-------- SELECTED EXTRACT

Kazemi M , Department of Chemistry, Faculty of Basic Sciences, Ilam University, P.O.Box-69315516, Ilam, Iran, Tel: 98(841)2227010; E-mail: Mosstafakazemi@gmail.com

Abstract

Ethers play a key role in the synthesis of pharmaceutical, biological, industrial, and natural products. This review paper describes the survey of literature regarding the number of microwave techniques for the synthesis of ethers in the recent times.

Keywords

Ethers; Pharmaceutical; Microwave synthesis

Introduction

Carbon-oxygen bond formation is a valuable reaction in organic synthesis and has generated considerable interest in recent years. Ethers are significant solvents and synthetic important supplements for the production of fragrances, cosmetics, pharmaceuticals, and dyestuffs [1,2]. The Williamson reaction is the best technique for the synthesis of symmetrical and unsymmetrical ethers. The Williamson reaction generally involves the employment of an alkali-metal salt of the hydroxyl compound and an alkyl halide. These reactions are generally carried out using organic solvents or with phase-transfer catalysts in the presence of a base followed by refluxing for times long [3-6]. Ether formation can also be accomplished using green solvents, ionic liquids, Mitsunobu reaction, coupling processes, ultrasonic reactions and solvent-free conditions [7-11]. Over the last decades, green Chemistry has become a research field of great interest. The enhancing requirement to minimize pollution and its influences, and the consequent risk for the human health and the environment, has brought towards a novel and safer procedure to chemical processes and compounds, defined in the principles of Green Chemistry. For this purpose, microwave technology, one of synthetic green techniques, has been successfully applied in organic chemistry.

The start of the fast growth of microwave assisted protocols in organic synthesis was ignited in 1986 by pioneering papers by Gedye et al. [12]. The uptake of microwave chemistry as a general means in synthesis laboratories has been gradual and steady since the introduction of chemical microwave systems [13]. The microwave offer easy, clean, speed, convenient, and economic techniques for the synthesis of a large number of organic compounds [14]. Microwave synthesis is obtaining importance as an instrument for the synthesis of a wide range of valuable and important compounds [15]. Now, in this paper, we wish to investigate microwave techniques for the synthesis of ethers derivatives and we will study results and benefits of these techniques.

The synthesis of ethers using microwave techniques

Alkylation alcohols are the most common strategy for synthesis of alkyl aryl ethers. For example, Wang et al. [16] used microwave irradiation in the presence of sodium hydroxide for the conversion of alcohols to alkyl aryl ethers. The reactions were carried out in less than 5 min at room temperature (Scheme 1). Products were isolated in excellent yields (78% to 100%).

----------------
-------- RECORD EXCERPTS

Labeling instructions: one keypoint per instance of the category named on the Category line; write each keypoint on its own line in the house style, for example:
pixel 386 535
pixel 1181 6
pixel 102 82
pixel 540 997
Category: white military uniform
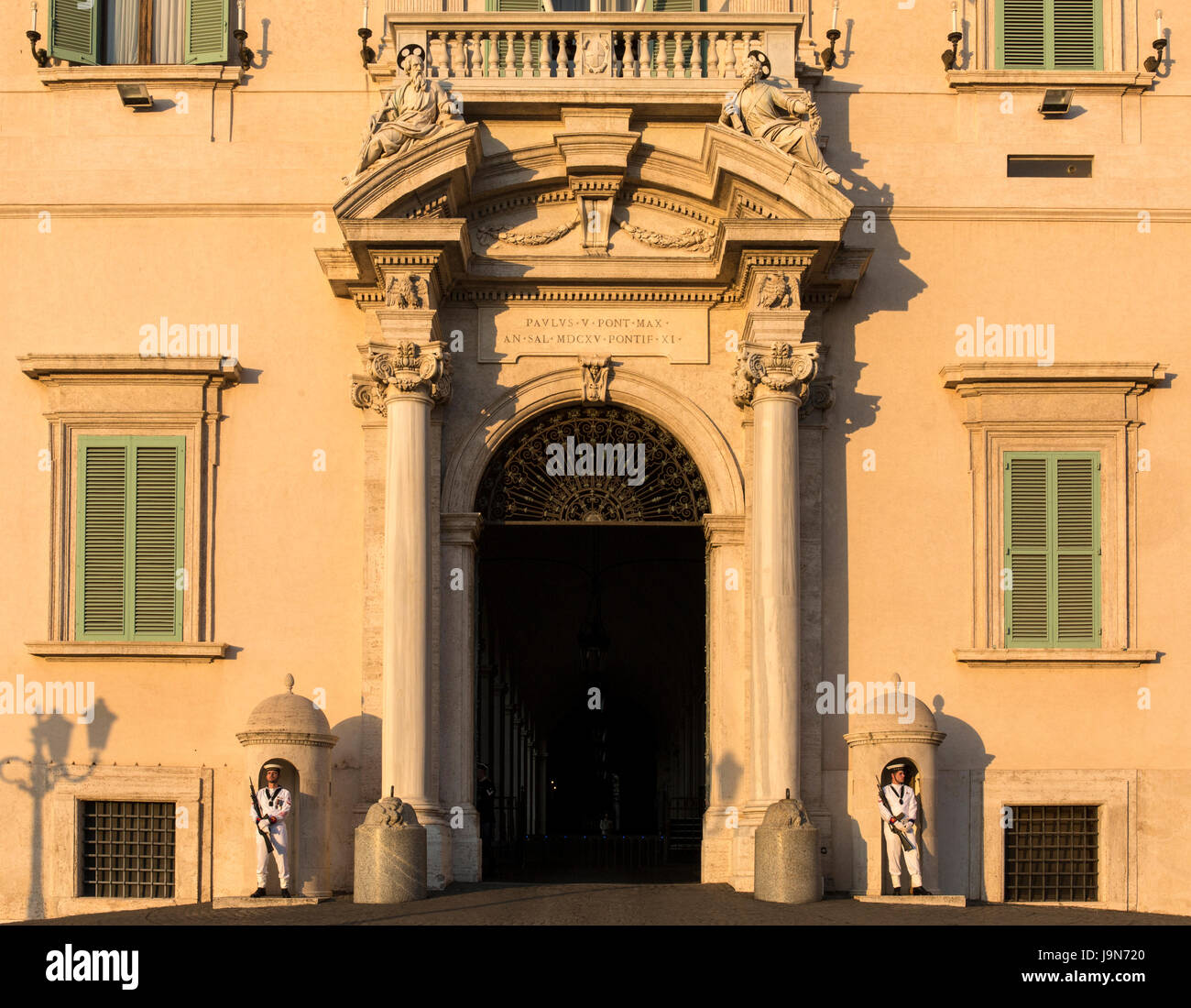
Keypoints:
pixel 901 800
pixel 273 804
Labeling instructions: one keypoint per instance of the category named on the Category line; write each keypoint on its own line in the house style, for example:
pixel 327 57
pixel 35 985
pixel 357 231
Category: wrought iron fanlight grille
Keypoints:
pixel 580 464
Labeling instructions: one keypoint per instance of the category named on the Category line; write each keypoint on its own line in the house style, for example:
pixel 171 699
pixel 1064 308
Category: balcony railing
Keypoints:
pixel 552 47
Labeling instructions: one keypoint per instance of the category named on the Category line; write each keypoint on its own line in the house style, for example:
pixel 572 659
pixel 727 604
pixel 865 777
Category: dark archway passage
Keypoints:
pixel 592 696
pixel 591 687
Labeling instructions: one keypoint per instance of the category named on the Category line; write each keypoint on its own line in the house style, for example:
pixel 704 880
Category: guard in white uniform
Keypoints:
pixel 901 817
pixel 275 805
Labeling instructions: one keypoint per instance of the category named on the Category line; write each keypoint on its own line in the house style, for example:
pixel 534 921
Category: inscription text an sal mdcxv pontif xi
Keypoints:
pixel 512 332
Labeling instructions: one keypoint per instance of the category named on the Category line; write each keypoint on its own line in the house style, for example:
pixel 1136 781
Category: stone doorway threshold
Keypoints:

----------------

Besides the Williamson reaction, what means of accomplishing ether formation does the ether synthesis review list? Answer using only the ether synthesis review, not the items.

ANSWER TO THIS EXERCISE:
- Green solvents
- Ionic liquids
- Mitsunobu reaction
- Coupling processes
- Ultrasonic reactions
- Solvent-free conditions